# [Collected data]
———

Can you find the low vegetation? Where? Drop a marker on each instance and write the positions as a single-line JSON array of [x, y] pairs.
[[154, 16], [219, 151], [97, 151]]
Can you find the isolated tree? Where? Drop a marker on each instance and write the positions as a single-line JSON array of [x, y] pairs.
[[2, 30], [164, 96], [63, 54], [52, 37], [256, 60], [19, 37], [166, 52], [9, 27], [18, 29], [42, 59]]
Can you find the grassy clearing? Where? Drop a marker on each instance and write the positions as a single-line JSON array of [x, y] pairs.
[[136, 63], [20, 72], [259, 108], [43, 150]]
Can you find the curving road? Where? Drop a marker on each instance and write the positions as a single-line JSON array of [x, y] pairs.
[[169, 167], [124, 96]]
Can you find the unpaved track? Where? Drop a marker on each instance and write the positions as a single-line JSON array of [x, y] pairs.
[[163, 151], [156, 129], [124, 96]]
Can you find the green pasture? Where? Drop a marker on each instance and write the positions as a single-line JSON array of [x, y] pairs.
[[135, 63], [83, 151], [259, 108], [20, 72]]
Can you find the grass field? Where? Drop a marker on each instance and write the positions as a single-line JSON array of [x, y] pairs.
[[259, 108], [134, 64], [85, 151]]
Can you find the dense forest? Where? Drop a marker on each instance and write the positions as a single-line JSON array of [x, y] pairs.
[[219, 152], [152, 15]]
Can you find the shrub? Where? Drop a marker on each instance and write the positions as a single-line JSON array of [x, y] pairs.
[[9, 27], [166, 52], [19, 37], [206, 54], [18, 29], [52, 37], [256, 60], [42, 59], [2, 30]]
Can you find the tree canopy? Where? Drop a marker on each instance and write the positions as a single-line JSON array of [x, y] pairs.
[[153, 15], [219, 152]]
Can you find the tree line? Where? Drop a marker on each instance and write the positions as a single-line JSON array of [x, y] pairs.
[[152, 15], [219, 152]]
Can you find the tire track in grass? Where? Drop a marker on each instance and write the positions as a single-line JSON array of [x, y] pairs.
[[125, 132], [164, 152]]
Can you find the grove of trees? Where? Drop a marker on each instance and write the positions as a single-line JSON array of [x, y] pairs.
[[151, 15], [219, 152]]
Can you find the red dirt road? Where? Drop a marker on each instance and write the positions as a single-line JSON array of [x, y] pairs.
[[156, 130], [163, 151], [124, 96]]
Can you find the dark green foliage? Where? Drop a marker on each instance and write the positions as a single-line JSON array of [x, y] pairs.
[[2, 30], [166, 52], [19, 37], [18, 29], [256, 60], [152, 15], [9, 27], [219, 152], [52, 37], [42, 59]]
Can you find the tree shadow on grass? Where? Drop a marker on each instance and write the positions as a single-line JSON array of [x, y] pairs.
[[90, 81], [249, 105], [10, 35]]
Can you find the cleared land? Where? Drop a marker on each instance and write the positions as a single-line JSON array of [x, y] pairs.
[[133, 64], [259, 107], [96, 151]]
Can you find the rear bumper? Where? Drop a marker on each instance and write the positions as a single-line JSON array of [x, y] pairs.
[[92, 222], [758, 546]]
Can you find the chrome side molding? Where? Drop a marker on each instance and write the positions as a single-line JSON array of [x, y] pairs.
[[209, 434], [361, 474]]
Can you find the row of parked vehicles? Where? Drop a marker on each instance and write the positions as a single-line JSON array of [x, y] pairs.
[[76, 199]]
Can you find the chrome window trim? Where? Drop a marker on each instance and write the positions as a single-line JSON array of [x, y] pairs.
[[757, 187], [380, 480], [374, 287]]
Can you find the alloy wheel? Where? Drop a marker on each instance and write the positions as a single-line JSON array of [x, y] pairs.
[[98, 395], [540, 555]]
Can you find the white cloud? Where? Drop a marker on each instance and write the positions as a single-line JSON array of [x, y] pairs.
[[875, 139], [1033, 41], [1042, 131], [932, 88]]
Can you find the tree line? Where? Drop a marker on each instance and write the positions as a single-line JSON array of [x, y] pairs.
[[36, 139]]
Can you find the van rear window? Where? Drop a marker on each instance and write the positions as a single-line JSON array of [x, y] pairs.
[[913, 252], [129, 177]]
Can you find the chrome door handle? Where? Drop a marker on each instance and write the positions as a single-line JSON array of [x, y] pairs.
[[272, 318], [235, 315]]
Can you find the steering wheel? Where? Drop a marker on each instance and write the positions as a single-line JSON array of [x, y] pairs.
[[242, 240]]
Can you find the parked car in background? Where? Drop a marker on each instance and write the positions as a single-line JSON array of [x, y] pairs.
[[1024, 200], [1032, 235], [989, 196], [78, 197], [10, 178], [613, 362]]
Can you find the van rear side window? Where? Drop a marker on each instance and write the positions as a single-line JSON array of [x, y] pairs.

———

# [Your task]
Please rewrite the rows above from the very first line through the line that contains "[[163, 151], [156, 129], [124, 96]]", both included, copying each request unchanged. Rescale every x and y coordinate in the answers by multiplying it by 2.55 and rounding to a whole number, with halves rounded up.

# [Solution for this exercise]
Can you find the low vegetation? Where? Drop a marker on each instance and write the positions as a single-line JSON array of [x, y] pairs.
[[393, 41], [558, 385], [247, 385]]
Can you find the isolated tree? Where? Drop a marker on each instance and write the positions as a single-line JSON array of [x, y] pairs.
[[5, 77], [418, 245], [161, 138], [133, 94], [653, 153], [48, 94], [423, 133], [23, 69], [46, 74], [107, 150]]
Can you find the grassy clearing? Where? Drop a marker on each instance and write the positions as a single-line JSON array of [x, y] pairs.
[[347, 161], [51, 184], [660, 275], [110, 383]]
Can you find the curving road? Where? Drop a marker on each instance and write the positions as a single-line JSON array of [x, y] pairs.
[[431, 426], [316, 245]]
Can you find the unpaved track? Where? Drop a marker on each instance and write the positions as a single-line JSON array of [x, y] pairs.
[[416, 385], [398, 329], [316, 245]]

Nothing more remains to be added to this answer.